◆ To do ◆
Copy out each line of the records below that contains the word "positive".

################

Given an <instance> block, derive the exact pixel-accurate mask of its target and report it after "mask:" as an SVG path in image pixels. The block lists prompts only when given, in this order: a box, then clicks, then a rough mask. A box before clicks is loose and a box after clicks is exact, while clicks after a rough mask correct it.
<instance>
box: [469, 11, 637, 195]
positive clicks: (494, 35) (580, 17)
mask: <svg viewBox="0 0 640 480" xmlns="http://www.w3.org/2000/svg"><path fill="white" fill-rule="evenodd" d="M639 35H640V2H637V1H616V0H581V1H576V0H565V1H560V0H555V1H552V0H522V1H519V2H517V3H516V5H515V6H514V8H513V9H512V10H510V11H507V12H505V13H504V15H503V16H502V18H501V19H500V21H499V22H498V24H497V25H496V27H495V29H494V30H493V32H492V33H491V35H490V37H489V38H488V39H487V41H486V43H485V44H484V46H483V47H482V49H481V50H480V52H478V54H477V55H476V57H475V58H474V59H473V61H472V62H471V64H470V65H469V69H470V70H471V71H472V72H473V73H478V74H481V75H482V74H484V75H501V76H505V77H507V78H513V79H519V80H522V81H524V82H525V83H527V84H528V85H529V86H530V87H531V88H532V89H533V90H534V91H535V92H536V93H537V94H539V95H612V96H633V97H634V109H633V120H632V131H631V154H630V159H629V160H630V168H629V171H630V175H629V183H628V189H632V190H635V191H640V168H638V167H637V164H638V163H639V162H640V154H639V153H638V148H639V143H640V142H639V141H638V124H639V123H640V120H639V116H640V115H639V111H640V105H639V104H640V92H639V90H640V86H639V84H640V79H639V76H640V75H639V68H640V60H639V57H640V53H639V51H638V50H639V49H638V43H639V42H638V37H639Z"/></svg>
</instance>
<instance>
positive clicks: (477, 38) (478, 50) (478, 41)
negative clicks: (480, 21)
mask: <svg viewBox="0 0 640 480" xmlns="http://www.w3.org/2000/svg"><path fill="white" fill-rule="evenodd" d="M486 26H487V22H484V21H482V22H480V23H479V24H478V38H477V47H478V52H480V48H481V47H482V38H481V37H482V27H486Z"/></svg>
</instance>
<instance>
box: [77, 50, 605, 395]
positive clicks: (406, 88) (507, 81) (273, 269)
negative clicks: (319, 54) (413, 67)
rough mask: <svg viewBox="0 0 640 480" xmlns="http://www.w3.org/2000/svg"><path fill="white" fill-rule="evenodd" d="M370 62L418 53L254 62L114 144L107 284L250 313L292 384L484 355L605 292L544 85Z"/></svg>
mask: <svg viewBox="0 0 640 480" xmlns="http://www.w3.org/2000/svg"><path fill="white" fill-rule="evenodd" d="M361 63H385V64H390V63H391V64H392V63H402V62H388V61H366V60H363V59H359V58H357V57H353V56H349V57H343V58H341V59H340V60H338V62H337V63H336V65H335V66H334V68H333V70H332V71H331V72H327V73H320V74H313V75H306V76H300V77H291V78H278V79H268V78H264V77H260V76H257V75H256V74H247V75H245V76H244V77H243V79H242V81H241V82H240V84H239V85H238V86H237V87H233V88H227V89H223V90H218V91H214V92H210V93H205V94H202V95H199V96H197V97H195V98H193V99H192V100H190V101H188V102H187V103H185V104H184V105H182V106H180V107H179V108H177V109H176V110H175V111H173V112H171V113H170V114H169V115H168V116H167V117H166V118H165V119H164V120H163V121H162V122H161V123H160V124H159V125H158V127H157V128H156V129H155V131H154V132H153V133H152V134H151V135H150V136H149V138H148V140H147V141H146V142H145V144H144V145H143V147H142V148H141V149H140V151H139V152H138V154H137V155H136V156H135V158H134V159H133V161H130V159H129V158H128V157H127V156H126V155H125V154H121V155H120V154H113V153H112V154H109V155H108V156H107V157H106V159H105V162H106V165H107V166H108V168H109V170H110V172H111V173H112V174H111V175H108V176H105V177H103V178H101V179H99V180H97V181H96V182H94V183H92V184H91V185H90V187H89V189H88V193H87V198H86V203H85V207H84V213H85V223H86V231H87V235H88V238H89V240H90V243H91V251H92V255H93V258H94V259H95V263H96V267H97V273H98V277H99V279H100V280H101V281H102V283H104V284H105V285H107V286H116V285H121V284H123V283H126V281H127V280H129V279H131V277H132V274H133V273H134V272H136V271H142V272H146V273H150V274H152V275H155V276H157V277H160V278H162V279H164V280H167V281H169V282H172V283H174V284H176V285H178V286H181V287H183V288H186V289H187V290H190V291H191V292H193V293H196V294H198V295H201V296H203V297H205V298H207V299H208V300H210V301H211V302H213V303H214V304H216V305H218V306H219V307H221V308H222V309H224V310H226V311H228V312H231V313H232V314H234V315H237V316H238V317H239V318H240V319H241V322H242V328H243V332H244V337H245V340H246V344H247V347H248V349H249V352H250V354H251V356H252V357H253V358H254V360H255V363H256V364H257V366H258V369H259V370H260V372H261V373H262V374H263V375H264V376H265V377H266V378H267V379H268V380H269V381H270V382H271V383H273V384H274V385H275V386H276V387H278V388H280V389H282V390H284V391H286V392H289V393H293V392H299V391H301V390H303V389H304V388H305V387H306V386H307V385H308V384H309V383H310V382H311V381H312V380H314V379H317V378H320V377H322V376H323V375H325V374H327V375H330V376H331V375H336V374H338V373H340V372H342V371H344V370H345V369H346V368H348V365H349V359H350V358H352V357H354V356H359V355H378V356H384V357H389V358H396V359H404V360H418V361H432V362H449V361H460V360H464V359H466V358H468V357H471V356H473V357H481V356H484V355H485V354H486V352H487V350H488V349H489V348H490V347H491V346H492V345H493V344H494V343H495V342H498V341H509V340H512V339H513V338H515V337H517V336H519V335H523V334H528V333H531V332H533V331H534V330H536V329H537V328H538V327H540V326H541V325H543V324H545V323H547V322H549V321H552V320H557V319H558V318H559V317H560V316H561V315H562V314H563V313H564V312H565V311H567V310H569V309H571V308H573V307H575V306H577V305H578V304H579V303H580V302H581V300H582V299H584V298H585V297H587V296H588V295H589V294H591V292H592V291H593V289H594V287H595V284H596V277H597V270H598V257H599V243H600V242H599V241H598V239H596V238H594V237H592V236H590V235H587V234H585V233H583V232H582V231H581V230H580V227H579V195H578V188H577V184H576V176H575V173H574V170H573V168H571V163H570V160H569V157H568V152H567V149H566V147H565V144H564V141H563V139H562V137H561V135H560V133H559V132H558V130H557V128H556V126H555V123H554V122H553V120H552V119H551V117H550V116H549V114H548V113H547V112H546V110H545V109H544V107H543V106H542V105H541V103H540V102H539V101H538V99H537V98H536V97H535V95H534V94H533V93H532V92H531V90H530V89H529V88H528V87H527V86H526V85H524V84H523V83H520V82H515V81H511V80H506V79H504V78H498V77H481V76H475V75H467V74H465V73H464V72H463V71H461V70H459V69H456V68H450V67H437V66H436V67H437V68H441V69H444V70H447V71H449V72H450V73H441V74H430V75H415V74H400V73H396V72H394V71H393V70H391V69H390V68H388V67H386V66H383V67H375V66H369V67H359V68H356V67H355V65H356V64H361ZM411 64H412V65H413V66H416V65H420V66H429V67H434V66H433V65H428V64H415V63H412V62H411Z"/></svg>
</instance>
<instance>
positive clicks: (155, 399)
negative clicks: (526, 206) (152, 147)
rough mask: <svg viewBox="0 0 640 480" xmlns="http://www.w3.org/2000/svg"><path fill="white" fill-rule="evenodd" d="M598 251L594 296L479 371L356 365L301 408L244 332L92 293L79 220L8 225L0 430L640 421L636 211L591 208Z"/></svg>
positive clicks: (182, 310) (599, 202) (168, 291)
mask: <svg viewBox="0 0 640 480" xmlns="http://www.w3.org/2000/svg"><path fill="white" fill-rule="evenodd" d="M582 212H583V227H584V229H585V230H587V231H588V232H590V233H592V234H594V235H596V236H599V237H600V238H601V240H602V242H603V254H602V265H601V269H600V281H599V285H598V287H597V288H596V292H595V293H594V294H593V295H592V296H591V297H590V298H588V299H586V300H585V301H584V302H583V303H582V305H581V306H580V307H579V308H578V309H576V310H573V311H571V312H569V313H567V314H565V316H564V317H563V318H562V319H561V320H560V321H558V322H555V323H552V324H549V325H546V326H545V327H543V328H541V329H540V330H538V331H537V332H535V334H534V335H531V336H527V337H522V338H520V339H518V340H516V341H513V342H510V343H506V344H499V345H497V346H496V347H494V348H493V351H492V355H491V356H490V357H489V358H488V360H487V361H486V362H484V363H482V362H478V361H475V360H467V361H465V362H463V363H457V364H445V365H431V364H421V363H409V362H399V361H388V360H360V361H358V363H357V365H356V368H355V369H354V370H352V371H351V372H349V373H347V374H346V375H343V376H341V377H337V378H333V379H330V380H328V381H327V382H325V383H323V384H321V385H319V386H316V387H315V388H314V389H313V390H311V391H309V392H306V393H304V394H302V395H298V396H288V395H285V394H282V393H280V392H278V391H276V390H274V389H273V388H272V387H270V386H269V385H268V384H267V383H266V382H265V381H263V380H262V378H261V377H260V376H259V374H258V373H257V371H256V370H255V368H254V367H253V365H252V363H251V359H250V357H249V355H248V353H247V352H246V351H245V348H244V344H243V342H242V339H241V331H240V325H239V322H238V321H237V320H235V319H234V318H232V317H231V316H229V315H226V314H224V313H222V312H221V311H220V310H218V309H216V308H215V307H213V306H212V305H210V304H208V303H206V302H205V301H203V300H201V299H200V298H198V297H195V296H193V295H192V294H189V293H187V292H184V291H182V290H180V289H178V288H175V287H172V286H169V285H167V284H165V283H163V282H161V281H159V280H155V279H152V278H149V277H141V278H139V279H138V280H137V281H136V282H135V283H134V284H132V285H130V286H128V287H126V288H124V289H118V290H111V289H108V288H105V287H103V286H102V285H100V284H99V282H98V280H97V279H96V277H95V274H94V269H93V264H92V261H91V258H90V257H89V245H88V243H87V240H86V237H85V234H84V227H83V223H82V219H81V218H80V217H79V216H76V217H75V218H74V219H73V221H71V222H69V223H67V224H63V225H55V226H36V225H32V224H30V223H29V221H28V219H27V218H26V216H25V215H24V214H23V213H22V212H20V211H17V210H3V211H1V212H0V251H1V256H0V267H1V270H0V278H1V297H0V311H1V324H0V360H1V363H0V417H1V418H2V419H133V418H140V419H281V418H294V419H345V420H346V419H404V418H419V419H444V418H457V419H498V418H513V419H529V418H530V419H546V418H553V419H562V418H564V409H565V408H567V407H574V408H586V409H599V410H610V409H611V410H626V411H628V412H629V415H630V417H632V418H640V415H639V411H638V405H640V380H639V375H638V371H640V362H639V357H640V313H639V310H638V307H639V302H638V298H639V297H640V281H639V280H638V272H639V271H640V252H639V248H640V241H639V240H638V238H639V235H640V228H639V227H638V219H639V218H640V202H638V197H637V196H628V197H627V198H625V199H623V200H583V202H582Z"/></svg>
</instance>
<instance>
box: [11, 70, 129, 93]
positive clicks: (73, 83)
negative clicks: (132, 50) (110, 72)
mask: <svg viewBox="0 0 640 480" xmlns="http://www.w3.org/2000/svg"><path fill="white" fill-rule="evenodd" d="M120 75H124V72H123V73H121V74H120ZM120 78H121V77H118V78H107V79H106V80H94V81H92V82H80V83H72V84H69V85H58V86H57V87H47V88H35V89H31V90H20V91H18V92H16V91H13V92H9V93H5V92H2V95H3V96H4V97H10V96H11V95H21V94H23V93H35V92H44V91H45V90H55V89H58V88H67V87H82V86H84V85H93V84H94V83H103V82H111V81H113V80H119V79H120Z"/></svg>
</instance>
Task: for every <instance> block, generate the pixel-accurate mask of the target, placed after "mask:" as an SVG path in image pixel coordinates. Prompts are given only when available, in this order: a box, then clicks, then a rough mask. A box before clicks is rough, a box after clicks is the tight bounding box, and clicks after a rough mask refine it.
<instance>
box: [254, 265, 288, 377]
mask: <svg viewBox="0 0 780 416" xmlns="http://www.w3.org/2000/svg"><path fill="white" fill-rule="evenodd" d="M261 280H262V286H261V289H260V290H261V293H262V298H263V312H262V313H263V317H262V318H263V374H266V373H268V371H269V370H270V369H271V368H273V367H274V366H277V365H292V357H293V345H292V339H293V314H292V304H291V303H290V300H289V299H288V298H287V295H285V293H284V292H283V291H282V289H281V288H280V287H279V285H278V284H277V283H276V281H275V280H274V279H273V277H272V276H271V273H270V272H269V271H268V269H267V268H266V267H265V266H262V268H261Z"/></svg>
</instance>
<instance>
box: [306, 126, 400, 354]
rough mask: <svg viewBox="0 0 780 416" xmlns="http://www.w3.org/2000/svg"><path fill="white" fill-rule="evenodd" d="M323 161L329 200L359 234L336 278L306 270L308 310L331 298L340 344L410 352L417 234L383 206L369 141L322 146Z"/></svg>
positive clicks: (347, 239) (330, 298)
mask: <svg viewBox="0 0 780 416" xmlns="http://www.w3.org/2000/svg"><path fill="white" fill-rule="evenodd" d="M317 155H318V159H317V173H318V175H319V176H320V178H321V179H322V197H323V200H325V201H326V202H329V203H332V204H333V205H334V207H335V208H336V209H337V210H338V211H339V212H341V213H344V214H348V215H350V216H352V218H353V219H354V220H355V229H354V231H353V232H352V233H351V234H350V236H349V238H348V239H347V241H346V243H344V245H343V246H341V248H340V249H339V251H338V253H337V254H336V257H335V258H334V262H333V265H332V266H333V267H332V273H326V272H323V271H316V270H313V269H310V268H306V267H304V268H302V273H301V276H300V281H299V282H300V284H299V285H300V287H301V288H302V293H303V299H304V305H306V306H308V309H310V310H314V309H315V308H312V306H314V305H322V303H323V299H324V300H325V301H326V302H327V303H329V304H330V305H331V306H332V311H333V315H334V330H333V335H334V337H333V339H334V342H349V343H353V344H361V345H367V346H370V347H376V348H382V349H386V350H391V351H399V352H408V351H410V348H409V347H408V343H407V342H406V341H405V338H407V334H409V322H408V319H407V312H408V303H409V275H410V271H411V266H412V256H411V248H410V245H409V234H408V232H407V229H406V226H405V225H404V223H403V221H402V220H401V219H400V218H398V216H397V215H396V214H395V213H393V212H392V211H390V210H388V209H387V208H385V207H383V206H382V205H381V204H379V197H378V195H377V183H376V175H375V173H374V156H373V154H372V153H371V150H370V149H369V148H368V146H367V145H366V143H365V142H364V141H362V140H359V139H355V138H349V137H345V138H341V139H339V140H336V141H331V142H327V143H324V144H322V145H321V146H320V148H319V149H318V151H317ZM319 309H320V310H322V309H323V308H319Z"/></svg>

################

◆ Task solution ◆
positive clicks: (494, 35) (580, 17)
positive clicks: (477, 38) (478, 50) (478, 41)
positive clicks: (406, 88) (507, 81) (273, 269)
positive clicks: (155, 399)
positive clicks: (182, 310) (599, 202) (168, 291)
positive clicks: (73, 83)
positive clicks: (347, 239) (330, 298)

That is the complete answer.